**Directions:** Please write out everything from the start of the records down to the line containing "276], [410, 269]]", both included, keeping the requests unchanged but adding 35 to every coordinate in the answers.
── Rows
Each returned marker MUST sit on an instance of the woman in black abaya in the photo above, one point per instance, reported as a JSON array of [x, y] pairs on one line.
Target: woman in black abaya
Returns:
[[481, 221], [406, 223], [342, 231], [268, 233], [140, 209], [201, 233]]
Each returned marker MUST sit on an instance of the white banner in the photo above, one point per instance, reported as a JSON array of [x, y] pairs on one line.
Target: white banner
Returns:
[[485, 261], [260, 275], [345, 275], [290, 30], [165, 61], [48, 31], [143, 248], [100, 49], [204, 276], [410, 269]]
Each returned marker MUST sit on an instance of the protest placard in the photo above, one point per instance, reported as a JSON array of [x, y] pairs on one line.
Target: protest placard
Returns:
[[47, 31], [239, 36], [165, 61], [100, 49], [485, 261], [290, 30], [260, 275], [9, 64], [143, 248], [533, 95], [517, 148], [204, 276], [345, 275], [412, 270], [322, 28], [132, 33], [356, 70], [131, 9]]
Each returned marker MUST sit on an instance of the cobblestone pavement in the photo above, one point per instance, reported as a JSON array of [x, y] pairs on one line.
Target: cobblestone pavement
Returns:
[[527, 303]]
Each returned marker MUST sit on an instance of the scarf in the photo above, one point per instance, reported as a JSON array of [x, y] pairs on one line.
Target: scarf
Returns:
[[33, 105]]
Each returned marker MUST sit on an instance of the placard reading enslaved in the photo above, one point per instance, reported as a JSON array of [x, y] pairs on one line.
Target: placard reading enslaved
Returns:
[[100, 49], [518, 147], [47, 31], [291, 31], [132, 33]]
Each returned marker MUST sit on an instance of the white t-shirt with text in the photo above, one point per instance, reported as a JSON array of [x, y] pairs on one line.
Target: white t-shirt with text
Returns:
────
**Result of the task:**
Each returned marker MUST sit on an instance of the woman in black abaya in the photo above, one point per instance, reported as a JSON array of [x, y] pairs on one line.
Target: woman in black abaya
Returns:
[[516, 256], [441, 258], [377, 266], [303, 268], [175, 244], [236, 268]]
Each returned marker MUST sit on an instance of the white banner in the photo above, one point per instance, reported as a JSON array of [x, y] pairs on one line.
Target: white banner
Returns:
[[520, 296], [295, 310], [380, 310], [325, 65], [200, 96], [83, 66], [178, 283], [135, 84], [239, 311], [445, 304]]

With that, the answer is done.